* [Quoted text]:
———

I wanted Carpenter to become a web interface (think Refine) for structured OCR extraction tasks, template definition and OCR training. It's far from finished, but may be a starting point if you want to work on the topic. email

From @tfmorris:

Everything that gets uploaded to the Internet Archive (should) get OCR'd automatically. You can see all the different file formats here: https://ia600401.us.archive.org/7/items/oed01arch/

The PDF, ePUB, and DJVu formats should all have text in some form or another. email

...

Below is the text for a few entries as OCR'd by the default Internet Archive OCR (an old version of Abby FineReader). This was extracted from the ePub file, but if you wanted to work with the Internet Archive version of the OCR, you'd want to start with the Abby version because it contains more info (and perhaps convert it to hOCR as described in Rod Page's post http://iphylo.blogspot.com/2011/07/correcting-ocr-using-hocr-firefox.html). To see the original page image look at column 3 here: http://archive.org/stream/oed01arch#page/4/mode/1up email

... The Abby version is one of the formats in the directory. Look for the file that ends _abby.gz There's also a torrent containing all the files if that's easier. email

rufuspollock commented 11 years ago

The abby file for the first volume is https://ia600401.us.archive.org/7/items/oed01arch/oed01arch_abbyy.gz - it's massive though (322Mb gzipped).

———

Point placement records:
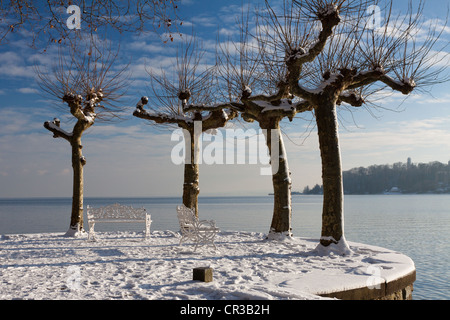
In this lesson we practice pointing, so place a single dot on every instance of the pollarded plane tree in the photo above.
(343, 58)
(90, 88)
(245, 67)
(193, 83)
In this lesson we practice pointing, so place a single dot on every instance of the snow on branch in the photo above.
(54, 126)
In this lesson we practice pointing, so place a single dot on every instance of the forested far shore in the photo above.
(407, 178)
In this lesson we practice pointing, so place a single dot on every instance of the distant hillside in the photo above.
(433, 177)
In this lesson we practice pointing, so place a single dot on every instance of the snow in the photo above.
(53, 126)
(122, 265)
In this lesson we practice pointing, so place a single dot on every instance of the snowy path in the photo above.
(122, 265)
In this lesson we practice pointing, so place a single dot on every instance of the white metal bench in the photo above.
(117, 213)
(199, 231)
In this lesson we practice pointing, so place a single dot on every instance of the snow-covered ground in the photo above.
(121, 265)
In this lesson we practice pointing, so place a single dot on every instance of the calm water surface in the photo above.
(416, 225)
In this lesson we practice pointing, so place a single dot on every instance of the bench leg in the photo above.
(91, 231)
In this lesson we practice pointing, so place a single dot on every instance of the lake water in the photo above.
(416, 225)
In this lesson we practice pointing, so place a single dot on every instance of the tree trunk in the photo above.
(78, 162)
(282, 213)
(333, 195)
(191, 188)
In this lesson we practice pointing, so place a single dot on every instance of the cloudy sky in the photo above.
(132, 158)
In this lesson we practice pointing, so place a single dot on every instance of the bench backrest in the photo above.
(186, 216)
(116, 211)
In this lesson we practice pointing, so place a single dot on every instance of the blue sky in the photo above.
(131, 158)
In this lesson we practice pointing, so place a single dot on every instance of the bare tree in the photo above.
(47, 20)
(89, 86)
(246, 66)
(334, 56)
(194, 83)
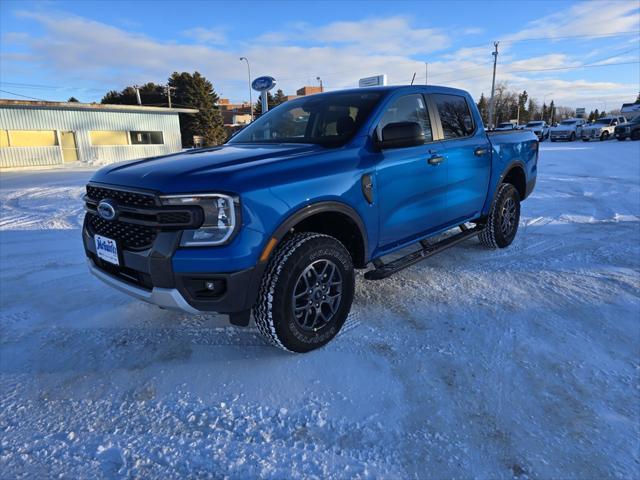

———

* [Stated task 1]: In the listing, adjust every coordinate in the answers by adding -60 to each number, and write the lines out again with the requests included. Begin at the line that has "cloudy sky in the photo above." and stop after the end of the listing, and leave the pictures out.
* [Stated task 2]: Write what comes next in the forum discussion of the Internet Archive OCR files.
The point placement listing has no connection to the Internet Archive OCR discussion.

* [Reply 1]:
In this lesson we practice pointing, so place a single dot on every instance of the cloudy sky in the photo above.
(72, 98)
In this lesson we practice pointing, so place a single dot on every instance of the bench backrest in the photo above.
(126, 156)
(56, 151)
In this lesson we practice pointing, so place a single dot on every instance of the blue sky in the photo above.
(71, 98)
In this lesson we practice pointing, so place a single dot on every instance of the bare tree in the photo above.
(-13, -40)
(29, 26)
(186, 6)
(274, -4)
(134, 23)

* [Reply 2]:
tfmorris commented 11 years ago

322MB isn't massive. If you want massive, start from the 2GB JP2 images! :-) https://ia600401.us.archive.org/7/items/oed01arch/oed01arch_jp2.zip (I'd love to see how Tesseract does compared to IA's existing FineReader OCR version).

I just made a gist of Rod Page's ABBY FineReader XML to hOCR XSLT which may be useful if you find hOCR easier to work with: https://gist.github.com/tfmorris/5977784

rufuspollock commented 11 years ago

@tfmorris You're right - that ain't massive ;-) Thanks to your assistance I've got it downloaded and starting to work on it :-)